**WORK ORDER:**
Each line of the listing that includes the string "contain" is to be identified and copied.

**PROVIDED RECORDS:**

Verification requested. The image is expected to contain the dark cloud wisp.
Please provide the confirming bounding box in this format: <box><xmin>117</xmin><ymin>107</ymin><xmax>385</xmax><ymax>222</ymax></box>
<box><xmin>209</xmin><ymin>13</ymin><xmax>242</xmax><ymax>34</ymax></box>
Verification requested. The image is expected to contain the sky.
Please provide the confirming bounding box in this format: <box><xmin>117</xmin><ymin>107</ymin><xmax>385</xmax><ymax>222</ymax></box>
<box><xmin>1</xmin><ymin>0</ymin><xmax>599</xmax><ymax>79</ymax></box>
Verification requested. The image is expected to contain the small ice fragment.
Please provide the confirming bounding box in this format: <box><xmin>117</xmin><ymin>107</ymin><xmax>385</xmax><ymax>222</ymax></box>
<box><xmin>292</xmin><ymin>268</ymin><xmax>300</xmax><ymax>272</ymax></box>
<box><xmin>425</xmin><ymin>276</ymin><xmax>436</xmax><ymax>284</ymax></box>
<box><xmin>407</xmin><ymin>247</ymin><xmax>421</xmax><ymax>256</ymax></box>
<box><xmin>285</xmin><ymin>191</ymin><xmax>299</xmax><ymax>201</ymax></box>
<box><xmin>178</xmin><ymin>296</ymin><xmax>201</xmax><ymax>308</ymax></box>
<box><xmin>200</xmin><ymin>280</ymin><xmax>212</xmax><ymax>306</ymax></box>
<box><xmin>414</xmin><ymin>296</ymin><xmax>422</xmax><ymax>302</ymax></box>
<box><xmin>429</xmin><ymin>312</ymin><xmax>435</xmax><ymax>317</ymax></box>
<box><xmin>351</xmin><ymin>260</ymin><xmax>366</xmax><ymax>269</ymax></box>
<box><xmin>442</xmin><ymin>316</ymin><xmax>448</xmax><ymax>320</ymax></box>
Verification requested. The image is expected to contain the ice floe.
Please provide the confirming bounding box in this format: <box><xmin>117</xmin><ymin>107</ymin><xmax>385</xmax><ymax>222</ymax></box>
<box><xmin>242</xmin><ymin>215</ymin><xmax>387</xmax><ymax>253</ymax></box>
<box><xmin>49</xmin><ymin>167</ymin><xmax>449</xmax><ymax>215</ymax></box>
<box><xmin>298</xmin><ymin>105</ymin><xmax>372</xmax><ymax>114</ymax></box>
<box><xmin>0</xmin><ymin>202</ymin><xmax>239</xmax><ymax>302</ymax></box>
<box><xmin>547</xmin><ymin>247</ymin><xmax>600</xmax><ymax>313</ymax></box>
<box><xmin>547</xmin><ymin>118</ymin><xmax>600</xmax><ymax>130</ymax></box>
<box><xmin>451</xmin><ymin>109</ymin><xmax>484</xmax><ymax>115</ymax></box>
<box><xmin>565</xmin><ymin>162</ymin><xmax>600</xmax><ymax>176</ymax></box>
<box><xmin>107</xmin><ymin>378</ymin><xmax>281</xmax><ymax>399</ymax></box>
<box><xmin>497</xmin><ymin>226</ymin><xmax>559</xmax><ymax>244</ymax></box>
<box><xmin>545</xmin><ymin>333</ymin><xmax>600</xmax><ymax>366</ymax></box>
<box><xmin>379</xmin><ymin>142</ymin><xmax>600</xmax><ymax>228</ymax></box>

**WRITTEN RESPONSE:**
Verification requested. The image is expected to contain the dark cloud wisp.
Verification requested. The image is expected to contain the sky.
Verification requested. The image is expected to contain the small ice fragment.
Verification requested. The image is expected to contain the ice floe.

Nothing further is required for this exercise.